#### [WORK TASK]
Which lines below contain the word "plastic"? Copy each of them.

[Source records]
——

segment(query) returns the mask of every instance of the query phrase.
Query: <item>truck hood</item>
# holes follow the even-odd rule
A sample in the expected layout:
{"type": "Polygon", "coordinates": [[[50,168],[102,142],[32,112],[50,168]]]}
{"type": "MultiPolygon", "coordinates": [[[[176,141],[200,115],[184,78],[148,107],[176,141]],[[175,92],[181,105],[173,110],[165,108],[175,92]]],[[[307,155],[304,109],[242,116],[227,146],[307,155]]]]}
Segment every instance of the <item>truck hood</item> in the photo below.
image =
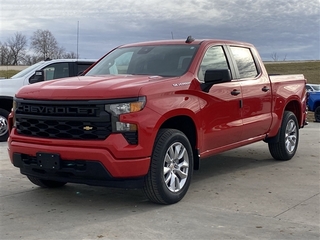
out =
{"type": "Polygon", "coordinates": [[[168,79],[160,76],[77,76],[31,84],[20,89],[18,98],[79,100],[126,98],[139,95],[142,86],[168,79]]]}
{"type": "Polygon", "coordinates": [[[0,97],[13,97],[24,84],[24,78],[0,79],[0,97]]]}

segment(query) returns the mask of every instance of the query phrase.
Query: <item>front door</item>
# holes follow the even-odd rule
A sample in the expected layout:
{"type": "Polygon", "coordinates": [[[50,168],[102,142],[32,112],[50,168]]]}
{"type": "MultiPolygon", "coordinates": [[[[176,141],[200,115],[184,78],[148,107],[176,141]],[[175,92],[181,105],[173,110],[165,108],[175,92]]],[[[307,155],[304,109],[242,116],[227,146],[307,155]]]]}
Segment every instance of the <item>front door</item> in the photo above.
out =
{"type": "MultiPolygon", "coordinates": [[[[210,47],[200,64],[199,81],[204,80],[207,69],[230,69],[222,46],[210,47]]],[[[203,152],[219,151],[240,140],[242,133],[241,86],[238,80],[215,84],[208,93],[203,92],[203,152]]]]}

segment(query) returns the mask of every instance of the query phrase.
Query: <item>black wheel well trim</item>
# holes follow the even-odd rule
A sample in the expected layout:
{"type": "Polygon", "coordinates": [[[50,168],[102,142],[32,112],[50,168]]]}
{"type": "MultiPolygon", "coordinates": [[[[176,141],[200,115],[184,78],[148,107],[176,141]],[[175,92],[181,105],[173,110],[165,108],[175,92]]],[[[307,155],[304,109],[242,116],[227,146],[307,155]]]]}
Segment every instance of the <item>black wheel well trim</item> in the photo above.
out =
{"type": "Polygon", "coordinates": [[[199,149],[197,146],[197,129],[194,121],[191,117],[186,115],[180,115],[175,116],[167,119],[165,122],[162,123],[160,126],[160,129],[163,128],[171,128],[171,129],[177,129],[181,132],[183,132],[192,147],[192,154],[193,154],[193,169],[198,170],[200,167],[200,155],[199,155],[199,149]]]}
{"type": "Polygon", "coordinates": [[[277,143],[277,142],[279,142],[279,139],[280,139],[280,130],[281,130],[281,123],[282,123],[282,119],[283,119],[283,117],[284,117],[284,113],[285,113],[285,112],[292,112],[292,113],[296,116],[297,121],[298,121],[298,124],[299,124],[299,120],[298,120],[298,117],[297,117],[296,113],[293,112],[293,111],[291,111],[290,109],[284,109],[284,111],[283,111],[283,113],[282,113],[281,122],[280,122],[280,124],[279,124],[279,128],[278,128],[277,135],[275,135],[274,137],[268,137],[268,136],[267,136],[267,137],[264,139],[264,142],[266,142],[266,143],[277,143]]]}
{"type": "Polygon", "coordinates": [[[13,97],[0,97],[1,100],[1,109],[7,110],[11,112],[12,104],[13,104],[13,97]]]}
{"type": "Polygon", "coordinates": [[[317,107],[320,107],[320,101],[315,102],[313,106],[314,110],[316,110],[317,107]]]}

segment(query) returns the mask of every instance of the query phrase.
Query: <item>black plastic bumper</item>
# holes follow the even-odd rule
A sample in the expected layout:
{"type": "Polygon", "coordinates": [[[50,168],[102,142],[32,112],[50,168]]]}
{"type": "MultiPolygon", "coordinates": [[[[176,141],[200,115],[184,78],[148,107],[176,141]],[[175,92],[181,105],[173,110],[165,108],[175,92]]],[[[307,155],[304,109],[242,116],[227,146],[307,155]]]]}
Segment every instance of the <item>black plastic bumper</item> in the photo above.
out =
{"type": "Polygon", "coordinates": [[[121,188],[141,188],[143,186],[143,178],[113,178],[99,161],[60,159],[58,169],[49,169],[41,167],[36,157],[14,153],[13,165],[20,168],[20,172],[24,175],[43,180],[121,188]]]}

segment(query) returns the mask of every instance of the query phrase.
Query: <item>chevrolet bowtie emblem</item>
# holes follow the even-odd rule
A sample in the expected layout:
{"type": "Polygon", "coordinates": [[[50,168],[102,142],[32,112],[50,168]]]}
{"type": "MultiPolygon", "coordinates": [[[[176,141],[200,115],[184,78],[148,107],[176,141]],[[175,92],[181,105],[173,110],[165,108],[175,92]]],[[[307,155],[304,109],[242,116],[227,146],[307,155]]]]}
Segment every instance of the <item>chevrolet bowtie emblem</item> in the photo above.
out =
{"type": "Polygon", "coordinates": [[[86,130],[86,131],[89,131],[89,130],[92,130],[92,129],[93,129],[93,127],[90,127],[90,126],[83,127],[83,130],[86,130]]]}

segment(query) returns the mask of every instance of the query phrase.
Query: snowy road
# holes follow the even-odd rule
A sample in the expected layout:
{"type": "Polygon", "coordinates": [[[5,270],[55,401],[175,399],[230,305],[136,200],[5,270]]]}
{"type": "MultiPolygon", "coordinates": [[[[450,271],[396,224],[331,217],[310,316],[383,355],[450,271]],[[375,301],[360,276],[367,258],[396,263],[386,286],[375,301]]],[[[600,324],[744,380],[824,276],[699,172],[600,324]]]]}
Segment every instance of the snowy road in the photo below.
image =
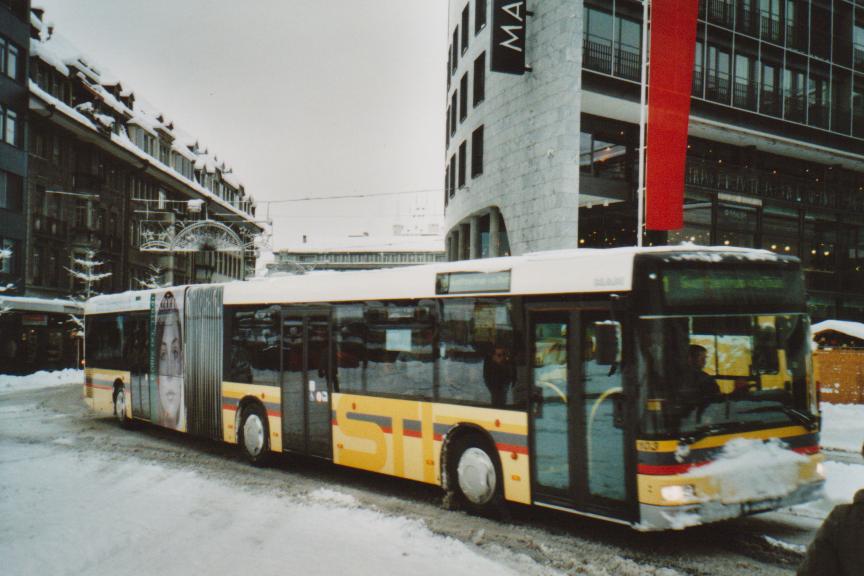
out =
{"type": "Polygon", "coordinates": [[[639,534],[523,508],[494,522],[439,502],[414,483],[287,458],[258,470],[218,443],[121,430],[76,385],[0,392],[10,575],[791,574],[823,513],[639,534]]]}

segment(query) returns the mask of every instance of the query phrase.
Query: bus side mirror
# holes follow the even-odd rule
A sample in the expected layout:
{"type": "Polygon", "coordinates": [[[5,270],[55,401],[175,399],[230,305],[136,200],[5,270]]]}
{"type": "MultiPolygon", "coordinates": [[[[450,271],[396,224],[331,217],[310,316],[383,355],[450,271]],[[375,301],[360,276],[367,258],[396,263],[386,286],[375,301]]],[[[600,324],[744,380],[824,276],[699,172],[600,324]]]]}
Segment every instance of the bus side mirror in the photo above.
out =
{"type": "Polygon", "coordinates": [[[594,361],[600,366],[621,362],[621,323],[605,320],[594,323],[594,361]]]}

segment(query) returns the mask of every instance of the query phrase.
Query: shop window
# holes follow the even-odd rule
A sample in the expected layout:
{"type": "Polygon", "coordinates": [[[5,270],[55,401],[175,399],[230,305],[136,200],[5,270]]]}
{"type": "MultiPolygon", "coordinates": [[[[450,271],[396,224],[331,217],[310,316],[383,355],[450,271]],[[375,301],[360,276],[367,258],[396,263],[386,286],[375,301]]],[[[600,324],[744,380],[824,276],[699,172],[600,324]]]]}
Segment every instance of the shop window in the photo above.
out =
{"type": "Polygon", "coordinates": [[[280,315],[277,306],[225,311],[230,338],[225,355],[225,380],[278,386],[280,315]]]}
{"type": "Polygon", "coordinates": [[[435,310],[431,301],[365,305],[366,390],[432,398],[435,310]]]}

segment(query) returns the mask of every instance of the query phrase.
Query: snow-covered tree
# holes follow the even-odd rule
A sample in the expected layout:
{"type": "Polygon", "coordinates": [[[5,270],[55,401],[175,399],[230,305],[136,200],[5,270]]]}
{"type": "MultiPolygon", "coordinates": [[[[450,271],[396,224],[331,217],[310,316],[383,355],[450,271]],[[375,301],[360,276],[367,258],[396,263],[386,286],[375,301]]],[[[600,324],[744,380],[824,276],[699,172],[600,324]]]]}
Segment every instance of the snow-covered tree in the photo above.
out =
{"type": "MultiPolygon", "coordinates": [[[[12,249],[11,248],[0,248],[0,267],[3,266],[4,260],[12,259],[12,249]]],[[[6,292],[7,290],[11,290],[15,287],[15,284],[0,284],[0,293],[6,292]]]]}
{"type": "Polygon", "coordinates": [[[99,293],[95,290],[96,283],[111,276],[111,272],[99,272],[105,262],[96,260],[93,250],[88,250],[84,258],[72,258],[72,268],[66,268],[74,280],[80,282],[82,289],[77,293],[78,299],[88,300],[99,293]]]}
{"type": "Polygon", "coordinates": [[[165,269],[158,264],[150,264],[150,266],[147,267],[147,277],[144,279],[136,278],[135,281],[138,282],[142,288],[148,290],[167,288],[168,286],[171,286],[171,283],[165,281],[164,273],[165,269]]]}

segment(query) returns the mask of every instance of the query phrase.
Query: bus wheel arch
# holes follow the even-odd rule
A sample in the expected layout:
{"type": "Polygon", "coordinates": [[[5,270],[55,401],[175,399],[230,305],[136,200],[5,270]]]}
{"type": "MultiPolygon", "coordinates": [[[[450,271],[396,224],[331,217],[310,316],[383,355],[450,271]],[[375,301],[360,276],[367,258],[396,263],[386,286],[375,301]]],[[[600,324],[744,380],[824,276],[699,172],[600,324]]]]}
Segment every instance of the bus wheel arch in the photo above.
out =
{"type": "Polygon", "coordinates": [[[474,424],[458,424],[448,431],[441,449],[446,504],[456,503],[482,516],[503,514],[501,470],[501,458],[488,431],[474,424]]]}
{"type": "Polygon", "coordinates": [[[264,466],[270,459],[270,423],[260,400],[247,396],[237,407],[237,444],[251,464],[264,466]]]}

——

#### [EXPECTED ANSWER]
Query: <item>black plastic bumper</item>
Segment every instance of the <item>black plastic bumper</item> in the photo above.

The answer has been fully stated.